START

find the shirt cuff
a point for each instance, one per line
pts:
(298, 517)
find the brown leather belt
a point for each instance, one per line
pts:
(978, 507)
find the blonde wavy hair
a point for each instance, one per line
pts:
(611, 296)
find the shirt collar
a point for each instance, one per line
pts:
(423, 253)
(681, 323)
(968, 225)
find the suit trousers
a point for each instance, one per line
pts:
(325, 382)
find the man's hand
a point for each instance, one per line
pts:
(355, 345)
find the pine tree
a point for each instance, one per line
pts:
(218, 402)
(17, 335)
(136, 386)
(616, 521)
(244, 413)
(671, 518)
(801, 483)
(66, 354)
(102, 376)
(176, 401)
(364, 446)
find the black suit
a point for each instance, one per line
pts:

END

EXERCISE REQUIREMENTS — Copy the records above word for word.

COMPLETED TASK —
find the shirt cuff
a point for each instance, one per line
pts:
(298, 517)
find the brown leather belt
a point for each instance, one per line
pts:
(978, 507)
find the blonde wavy hair
a point for each instance, one per line
pts:
(611, 296)
find the shirt collar
a point for each instance, one per line
pts:
(423, 253)
(681, 323)
(968, 225)
find the suit trousers
a point for each instance, one per line
pts:
(325, 382)
find the man's hand
a point for each instance, one per line
pts:
(355, 345)
find the pine tree
a point for each instance, one per line
pts:
(218, 402)
(17, 335)
(136, 386)
(616, 521)
(244, 413)
(671, 518)
(801, 483)
(66, 354)
(102, 376)
(176, 401)
(364, 446)
find the black suit
a point for each instance, one per line
pts:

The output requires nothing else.